_PROVIDED MATERIAL_:
☆ ☆ ☆ ☆ ☆ ☆ ☆

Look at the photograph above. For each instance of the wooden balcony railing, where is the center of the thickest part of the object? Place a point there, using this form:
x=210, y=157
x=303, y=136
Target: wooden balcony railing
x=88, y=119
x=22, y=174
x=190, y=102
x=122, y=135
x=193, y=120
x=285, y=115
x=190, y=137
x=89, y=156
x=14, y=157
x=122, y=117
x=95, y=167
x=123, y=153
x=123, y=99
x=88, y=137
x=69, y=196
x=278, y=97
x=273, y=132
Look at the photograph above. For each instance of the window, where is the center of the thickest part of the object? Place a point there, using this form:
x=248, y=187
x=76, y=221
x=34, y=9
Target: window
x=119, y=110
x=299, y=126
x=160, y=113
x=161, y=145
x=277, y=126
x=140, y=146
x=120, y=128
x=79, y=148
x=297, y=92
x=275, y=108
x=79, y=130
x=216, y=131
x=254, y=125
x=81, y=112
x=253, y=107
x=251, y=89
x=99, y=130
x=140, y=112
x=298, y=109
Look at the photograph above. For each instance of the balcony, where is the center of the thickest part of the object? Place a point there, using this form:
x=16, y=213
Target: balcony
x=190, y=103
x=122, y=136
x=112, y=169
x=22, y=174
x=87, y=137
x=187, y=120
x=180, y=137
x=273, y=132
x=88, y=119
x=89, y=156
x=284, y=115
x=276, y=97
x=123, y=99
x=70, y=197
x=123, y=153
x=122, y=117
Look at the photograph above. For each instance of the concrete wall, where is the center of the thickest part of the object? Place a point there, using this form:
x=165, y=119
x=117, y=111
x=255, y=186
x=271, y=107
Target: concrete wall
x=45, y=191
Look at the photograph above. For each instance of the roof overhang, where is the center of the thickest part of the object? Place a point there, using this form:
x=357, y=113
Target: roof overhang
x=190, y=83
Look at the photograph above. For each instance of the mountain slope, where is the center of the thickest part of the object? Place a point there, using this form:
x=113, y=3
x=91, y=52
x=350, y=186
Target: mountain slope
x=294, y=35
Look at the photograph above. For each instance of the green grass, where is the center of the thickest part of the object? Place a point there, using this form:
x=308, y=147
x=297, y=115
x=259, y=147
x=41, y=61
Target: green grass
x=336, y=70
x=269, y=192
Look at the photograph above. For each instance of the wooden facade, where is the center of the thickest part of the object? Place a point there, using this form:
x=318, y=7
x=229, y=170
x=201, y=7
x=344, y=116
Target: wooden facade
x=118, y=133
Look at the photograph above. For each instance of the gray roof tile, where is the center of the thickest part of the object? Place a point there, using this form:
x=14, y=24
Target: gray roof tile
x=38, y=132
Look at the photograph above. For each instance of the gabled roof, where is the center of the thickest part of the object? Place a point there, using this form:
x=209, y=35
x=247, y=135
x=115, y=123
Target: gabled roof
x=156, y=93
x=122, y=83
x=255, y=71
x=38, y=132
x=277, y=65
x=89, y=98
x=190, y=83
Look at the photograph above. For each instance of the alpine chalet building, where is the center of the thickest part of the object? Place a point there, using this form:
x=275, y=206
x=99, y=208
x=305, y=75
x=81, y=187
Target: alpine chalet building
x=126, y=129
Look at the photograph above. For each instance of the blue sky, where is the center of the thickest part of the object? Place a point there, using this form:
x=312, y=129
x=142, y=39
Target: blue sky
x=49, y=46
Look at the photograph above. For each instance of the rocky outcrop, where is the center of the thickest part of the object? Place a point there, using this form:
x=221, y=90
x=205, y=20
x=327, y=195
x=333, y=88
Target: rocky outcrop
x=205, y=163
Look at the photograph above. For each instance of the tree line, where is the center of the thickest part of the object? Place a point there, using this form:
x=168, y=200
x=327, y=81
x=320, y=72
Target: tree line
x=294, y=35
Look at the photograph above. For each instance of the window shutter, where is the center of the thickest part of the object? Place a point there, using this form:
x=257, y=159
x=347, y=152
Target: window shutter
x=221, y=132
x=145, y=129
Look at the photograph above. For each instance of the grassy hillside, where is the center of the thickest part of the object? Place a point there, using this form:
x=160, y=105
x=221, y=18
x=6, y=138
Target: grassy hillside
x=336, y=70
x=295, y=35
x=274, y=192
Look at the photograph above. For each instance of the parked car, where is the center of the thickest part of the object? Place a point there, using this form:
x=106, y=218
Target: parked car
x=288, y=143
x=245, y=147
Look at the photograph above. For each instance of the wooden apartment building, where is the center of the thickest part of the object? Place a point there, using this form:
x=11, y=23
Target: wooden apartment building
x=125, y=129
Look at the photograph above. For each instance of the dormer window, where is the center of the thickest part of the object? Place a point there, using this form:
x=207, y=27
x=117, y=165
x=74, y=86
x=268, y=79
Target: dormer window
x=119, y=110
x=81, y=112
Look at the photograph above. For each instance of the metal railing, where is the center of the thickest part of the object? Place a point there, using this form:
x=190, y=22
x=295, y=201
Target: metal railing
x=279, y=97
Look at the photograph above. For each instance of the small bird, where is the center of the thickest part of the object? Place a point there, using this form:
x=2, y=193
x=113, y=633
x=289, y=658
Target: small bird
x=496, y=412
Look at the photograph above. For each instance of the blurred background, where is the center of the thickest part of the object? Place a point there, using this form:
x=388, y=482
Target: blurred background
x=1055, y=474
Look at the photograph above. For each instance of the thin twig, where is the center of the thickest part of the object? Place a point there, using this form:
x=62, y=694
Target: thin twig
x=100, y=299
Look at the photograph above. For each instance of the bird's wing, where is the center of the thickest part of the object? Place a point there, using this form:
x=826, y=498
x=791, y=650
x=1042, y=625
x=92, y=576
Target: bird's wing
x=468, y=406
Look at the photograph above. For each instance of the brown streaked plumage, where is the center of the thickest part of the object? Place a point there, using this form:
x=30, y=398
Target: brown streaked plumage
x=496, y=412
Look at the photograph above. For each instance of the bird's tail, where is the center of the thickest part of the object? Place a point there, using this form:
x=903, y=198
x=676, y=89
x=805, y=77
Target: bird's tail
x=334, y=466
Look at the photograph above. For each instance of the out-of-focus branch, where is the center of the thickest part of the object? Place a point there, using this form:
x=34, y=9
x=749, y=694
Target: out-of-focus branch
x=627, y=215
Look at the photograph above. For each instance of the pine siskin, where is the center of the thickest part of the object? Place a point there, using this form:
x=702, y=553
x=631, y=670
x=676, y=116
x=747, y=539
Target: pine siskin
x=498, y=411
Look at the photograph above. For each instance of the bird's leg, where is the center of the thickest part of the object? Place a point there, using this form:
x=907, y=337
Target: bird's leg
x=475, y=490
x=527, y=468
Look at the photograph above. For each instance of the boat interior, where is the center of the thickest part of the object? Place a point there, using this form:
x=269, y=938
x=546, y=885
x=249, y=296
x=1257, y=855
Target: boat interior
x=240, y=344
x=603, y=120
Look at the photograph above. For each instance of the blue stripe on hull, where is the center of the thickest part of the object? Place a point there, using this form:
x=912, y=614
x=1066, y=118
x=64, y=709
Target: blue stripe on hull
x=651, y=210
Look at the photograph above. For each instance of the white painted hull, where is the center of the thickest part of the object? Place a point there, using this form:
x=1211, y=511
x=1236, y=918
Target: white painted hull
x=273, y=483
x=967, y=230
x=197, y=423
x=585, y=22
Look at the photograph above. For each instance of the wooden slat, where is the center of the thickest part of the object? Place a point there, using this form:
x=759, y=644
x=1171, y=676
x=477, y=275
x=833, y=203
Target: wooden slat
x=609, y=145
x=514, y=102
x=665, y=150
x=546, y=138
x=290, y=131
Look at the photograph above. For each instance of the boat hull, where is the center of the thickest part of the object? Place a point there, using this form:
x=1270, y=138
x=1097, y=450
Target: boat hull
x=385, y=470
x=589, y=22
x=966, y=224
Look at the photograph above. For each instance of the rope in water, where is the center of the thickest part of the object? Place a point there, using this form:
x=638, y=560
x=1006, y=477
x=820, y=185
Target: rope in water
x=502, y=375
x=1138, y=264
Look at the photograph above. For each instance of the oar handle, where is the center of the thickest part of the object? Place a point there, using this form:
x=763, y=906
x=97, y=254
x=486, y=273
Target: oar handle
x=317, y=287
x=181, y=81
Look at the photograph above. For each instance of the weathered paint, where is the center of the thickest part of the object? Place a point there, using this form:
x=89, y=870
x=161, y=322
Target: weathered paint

☆ ☆ ☆ ☆ ☆ ☆ ☆

_YOUR GOAL_: Sift the material for lines that include the word "weathered", and copy each one.

_RESPONSE BOX_:
Look at the photograph above. For each instance of the weathered paint, where is the center of the thickest part of the object? Place a point there, using this form:
Target: weathered paint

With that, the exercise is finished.